##### TEXT BLOCK
ARM suite test regressions: api.disA32, api.disT32, many more
We did not have ARM tests being run for a while. Now that we have a CDash machine back up, I compared its debug run yesterday to the most recent on that same machine name from April 2018:
http://dynamorio.org/CDash/viewTest.php?buildid=35255
Testing started on 2018-04-18 23:37:13
Name Status Time Details Labels
code_api|client.drmgr-test Failed 5s 810ms Completed (Failed)
code_api|linux.signal_race Failed 1m 30s 690ms Completed (Failed)
code_api|linux.eintr-noinline Failed 1m 30s 220ms Completed (Failed)
code_api|tool.drcachesim.invariants Failed 1m 30s 410ms Completed (Failed)
code_api|tool.histogram.offline Failed 1m 31s 760ms Completed (Failed)
code_api|tool.drcachesim.delay-simple Failed 8s 340ms Completed (Failed)
http://dynamorio.org/CDash/viewTest.php?buildid=44194
Testing started on 2019-06-21 23:30:26
Name Status Time Details Labels
code_api|linux.signal_race Failed 1m 30s 20ms Completed (Failed)
code_api|linux.eintr-noinline Failed 1m 30s 180ms Completed (Failed)
 code_api|linux.sigsuspend Failed 1m 30s 100ms Completed (Failed)
 code_api|tool.drcacheoff.simple Failed 6s 770ms Completed (Failed)
 code_api|tool.drcacheoff.filter Failed 8s 820ms Completed (Failed)
 code_api|tool.drcacheoff.opcode_mix Failed 7s 620ms Completed (Failed)
 code_api|linux.syscall_pwait Failed 10s 890ms Completed (Failed)
 code_api|client.predicate-test Failed 1s 110ms Completed (Failed)
 code_api|client.drreg-test Failed 1s 520ms Completed (Failed)
code_api|client.drmgr-test Failed 3s 410ms Completed (Failed)
 code_api|client.drutil-test Failed 2s 420ms Completed (Failed)
 code_api|sample.opcodes Failed 510ms Completed (Failed)
code_api|tool.drcachesim.delay-simple Failed 4s 110ms Completed (Failed)
 code_api|tool.drcacheoff.multiproc Failed 12s 390ms Completed (Failed)
 code_api|api.disA32 Failed 1s 360ms Completed (Failed)
 code_api|api.disT32 Failed 1s 430ms Completed (Failed)
I'm assuming these regressions have happened because we don't have AArch32 precommit testing in the same way we have for AArch64?
Note: in a recent debug run code_api|linux.signal_race did not fail, so it is at least flaky.
In a recent release run we observe code_api|linux.reset failing as well. In addition, code_api|linux.sigsuspend and code_api|linux.signal_race passed in that run.
I'm assuming these regressions have happened because we don't have AArch32 precommit testing in the same way we have for AArch64?
That's my assumption, but I wouldn't have expected the ARM encoder/decoder tests to have broken. Hopefully it's something simple.
The log message for c76c48562f6781fd38b34b7e367c9221a5bd6f4d (Oct 2021) says:
Adds missing required-1 bits in the ARM encoding table entries for
OP_blx, OP_bx, and OP_bxj. Without the bits, some hardware still
accepts the instructions (which is why we did not notice the problem
before), but they are technically unsound, and QEMU thinks they are
invalid, breaking some of our tests under QEMU.
##########
##### ENTRIES SHOWN
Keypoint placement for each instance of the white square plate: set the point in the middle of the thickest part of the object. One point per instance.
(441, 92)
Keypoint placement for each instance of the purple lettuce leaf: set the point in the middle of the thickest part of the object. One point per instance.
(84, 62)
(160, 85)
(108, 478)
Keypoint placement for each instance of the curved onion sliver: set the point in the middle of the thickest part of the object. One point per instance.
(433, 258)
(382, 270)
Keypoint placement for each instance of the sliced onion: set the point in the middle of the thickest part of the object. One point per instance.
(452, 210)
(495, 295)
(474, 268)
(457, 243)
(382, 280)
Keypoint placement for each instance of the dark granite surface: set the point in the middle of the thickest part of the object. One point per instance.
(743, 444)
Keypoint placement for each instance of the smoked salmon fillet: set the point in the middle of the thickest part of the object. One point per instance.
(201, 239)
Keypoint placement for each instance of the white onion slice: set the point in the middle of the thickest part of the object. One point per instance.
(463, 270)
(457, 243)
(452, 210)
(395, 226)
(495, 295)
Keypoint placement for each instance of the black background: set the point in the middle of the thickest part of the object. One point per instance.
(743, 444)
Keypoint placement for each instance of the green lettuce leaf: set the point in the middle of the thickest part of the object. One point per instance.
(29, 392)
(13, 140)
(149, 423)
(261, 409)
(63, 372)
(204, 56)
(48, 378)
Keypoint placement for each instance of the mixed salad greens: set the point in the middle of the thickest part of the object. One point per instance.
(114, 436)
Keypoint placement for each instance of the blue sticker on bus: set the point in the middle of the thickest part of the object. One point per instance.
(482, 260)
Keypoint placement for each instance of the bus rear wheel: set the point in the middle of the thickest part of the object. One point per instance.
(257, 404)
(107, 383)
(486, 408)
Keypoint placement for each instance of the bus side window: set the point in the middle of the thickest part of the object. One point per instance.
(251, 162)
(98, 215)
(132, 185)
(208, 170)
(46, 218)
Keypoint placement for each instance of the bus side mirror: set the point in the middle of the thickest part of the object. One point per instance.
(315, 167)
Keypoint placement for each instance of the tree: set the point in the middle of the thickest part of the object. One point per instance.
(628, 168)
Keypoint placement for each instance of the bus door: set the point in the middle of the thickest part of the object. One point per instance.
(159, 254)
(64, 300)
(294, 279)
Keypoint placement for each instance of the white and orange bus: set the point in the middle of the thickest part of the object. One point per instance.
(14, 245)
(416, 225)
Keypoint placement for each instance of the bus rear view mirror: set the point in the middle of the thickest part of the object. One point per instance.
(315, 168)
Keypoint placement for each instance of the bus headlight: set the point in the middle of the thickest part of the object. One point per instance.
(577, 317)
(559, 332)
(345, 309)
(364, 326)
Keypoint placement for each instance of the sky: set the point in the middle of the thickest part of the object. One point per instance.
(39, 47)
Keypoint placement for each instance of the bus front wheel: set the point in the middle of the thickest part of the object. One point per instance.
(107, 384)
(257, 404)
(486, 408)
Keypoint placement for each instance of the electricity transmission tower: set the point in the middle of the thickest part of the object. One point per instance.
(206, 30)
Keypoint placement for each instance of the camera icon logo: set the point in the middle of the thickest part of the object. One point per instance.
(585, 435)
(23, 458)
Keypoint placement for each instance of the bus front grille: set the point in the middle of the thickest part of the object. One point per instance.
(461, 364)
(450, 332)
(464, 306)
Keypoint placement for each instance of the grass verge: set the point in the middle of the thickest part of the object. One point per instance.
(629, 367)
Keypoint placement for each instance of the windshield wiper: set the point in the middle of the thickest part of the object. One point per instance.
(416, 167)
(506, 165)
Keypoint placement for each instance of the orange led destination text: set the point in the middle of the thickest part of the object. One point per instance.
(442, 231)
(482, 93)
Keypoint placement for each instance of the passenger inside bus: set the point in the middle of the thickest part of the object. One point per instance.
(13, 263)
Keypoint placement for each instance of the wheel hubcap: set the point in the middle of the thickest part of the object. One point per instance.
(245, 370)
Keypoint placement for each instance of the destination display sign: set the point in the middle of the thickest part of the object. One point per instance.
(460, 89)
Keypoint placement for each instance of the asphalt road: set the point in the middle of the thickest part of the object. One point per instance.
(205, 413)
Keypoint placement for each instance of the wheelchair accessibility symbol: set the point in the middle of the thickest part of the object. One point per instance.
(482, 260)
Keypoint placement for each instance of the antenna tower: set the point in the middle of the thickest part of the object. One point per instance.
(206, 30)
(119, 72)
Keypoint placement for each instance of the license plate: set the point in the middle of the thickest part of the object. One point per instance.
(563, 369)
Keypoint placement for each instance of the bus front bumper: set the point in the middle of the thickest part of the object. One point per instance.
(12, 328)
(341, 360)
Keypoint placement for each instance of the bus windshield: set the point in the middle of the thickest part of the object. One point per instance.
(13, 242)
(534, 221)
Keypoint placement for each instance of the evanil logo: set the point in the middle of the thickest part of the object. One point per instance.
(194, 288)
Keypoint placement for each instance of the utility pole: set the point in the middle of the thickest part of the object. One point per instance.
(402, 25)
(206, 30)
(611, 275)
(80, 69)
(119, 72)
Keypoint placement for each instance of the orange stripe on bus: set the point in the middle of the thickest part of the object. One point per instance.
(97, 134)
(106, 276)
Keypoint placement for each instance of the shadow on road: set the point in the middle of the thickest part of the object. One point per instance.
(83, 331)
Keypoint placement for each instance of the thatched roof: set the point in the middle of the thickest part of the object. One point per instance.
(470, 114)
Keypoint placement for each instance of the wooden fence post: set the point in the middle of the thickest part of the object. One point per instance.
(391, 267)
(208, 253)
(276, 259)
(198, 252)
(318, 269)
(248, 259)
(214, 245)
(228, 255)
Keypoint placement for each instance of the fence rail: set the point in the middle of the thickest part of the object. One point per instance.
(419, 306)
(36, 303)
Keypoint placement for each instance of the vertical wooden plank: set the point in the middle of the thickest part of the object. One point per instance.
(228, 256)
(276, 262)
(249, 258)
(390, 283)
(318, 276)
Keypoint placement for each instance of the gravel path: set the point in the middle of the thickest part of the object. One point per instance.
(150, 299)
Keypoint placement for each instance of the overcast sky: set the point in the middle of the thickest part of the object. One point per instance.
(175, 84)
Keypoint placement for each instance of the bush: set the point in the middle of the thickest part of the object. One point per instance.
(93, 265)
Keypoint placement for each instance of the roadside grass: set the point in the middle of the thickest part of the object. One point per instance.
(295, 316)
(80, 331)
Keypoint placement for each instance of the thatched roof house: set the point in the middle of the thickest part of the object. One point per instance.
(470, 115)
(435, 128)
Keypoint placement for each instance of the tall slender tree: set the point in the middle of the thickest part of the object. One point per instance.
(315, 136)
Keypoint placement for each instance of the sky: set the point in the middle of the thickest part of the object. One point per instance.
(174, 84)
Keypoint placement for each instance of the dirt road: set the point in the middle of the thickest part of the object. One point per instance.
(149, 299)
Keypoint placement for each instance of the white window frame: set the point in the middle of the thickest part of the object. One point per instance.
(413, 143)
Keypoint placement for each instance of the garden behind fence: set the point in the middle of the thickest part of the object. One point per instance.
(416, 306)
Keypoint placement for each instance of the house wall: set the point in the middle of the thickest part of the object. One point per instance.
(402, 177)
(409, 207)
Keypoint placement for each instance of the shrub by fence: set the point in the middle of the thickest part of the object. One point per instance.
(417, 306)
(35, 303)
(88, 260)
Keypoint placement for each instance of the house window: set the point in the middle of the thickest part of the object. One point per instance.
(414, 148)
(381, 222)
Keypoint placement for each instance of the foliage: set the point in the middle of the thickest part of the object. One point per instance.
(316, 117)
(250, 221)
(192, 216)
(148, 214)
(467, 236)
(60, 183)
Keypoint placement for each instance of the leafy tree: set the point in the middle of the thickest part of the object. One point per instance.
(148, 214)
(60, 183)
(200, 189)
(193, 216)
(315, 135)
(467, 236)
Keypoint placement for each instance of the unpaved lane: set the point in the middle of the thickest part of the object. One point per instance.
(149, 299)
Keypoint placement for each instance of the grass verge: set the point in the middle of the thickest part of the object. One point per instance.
##########
INSTRUCTION ▸
Rewrite the ARM test regression report from "code_api|tool.drcacheoff.simple Failed 6s" up to and including "430ms Completed (Failed)", changing every "drcacheoff" to "drcachesim".

TASK RESPONSE ▸
code_api|tool.drcachesim.simple Failed 6s 770ms Completed (Failed)
 code_api|tool.drcachesim.filter Failed 8s 820ms Completed (Failed)
 code_api|tool.drcachesim.opcode_mix Failed 7s 620ms Completed (Failed)
 code_api|linux.syscall_pwait Failed 10s 890ms Completed (Failed)
 code_api|client.predicate-test Failed 1s 110ms Completed (Failed)
 code_api|client.drreg-test Failed 1s 520ms Completed (Failed)
code_api|client.drmgr-test Failed 3s 410ms Completed (Failed)
 code_api|client.drutil-test Failed 2s 420ms Completed (Failed)
 code_api|sample.opcodes Failed 510ms Completed (Failed)
code_api|tool.drcachesim.delay-simple Failed 4s 110ms Completed (Failed)
 code_api|tool.drcachesim.multiproc Failed 12s 390ms Completed (Failed)
 code_api|api.disA32 Failed 1s 360ms Completed (Failed)
 code_api|api.disT32 Failed 1s 430ms Completed (Failed)